**DATA SHOWN**:

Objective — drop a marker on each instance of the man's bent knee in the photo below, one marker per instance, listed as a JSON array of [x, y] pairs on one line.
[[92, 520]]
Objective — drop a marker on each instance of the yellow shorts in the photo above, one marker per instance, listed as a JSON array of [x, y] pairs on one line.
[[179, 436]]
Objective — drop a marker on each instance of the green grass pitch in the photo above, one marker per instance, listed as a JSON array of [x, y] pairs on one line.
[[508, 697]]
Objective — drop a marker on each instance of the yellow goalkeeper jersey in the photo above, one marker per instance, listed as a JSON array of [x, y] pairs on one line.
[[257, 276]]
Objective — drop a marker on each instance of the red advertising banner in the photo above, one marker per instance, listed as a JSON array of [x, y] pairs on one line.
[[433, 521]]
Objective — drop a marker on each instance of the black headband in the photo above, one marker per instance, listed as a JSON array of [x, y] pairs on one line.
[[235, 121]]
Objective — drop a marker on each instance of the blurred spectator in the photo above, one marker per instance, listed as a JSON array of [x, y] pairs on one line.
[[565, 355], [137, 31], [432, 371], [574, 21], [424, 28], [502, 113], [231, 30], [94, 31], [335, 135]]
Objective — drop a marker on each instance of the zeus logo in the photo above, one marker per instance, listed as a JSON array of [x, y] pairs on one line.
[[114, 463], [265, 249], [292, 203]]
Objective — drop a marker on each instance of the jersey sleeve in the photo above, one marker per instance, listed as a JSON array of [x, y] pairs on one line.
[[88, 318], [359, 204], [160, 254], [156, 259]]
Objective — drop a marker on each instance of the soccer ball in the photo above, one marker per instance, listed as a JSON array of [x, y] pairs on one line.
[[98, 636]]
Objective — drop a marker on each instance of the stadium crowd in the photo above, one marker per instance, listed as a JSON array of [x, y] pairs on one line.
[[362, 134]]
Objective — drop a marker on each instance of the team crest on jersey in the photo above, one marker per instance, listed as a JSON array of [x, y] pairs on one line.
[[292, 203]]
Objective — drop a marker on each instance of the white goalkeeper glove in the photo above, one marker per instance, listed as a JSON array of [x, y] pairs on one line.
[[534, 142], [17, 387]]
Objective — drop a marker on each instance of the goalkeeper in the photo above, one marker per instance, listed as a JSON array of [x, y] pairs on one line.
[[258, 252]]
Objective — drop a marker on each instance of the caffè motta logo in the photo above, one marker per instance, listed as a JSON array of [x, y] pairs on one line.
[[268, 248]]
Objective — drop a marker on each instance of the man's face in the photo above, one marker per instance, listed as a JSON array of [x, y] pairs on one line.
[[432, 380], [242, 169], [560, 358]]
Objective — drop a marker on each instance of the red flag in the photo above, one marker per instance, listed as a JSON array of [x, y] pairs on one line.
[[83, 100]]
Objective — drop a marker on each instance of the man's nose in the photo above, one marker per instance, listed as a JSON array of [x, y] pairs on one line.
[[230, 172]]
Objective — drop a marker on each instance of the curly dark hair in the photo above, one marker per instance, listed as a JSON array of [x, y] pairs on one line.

**WHAT NEEDS TO BE DONE**:
Using the entries above, give again each line from the one containing "the man's face" through the last line, exactly and only those.

**SOLUTION BELOW**:
Objective — drop a marker on each instance of the man's face in the photo above, one marker per instance, listed as a JSON array of [x, y] pairs on one line.
[[432, 380], [242, 169], [560, 358]]
Objective — drop a marker on each instance of the red flag in the photo above, one marker per instance, listed as a JSON array of [x, y] pairs on one line.
[[83, 100]]
Objective — drop a marker on each instance of the man's nose in the photo above, one marker per instance, listed as a JSON array of [x, y] pairs on one line.
[[230, 172]]
Objective — drop a marker on each instance of the curly dark hair in the photo above, one marker per instance, listed as a JSON array of [x, y] pairs on one line.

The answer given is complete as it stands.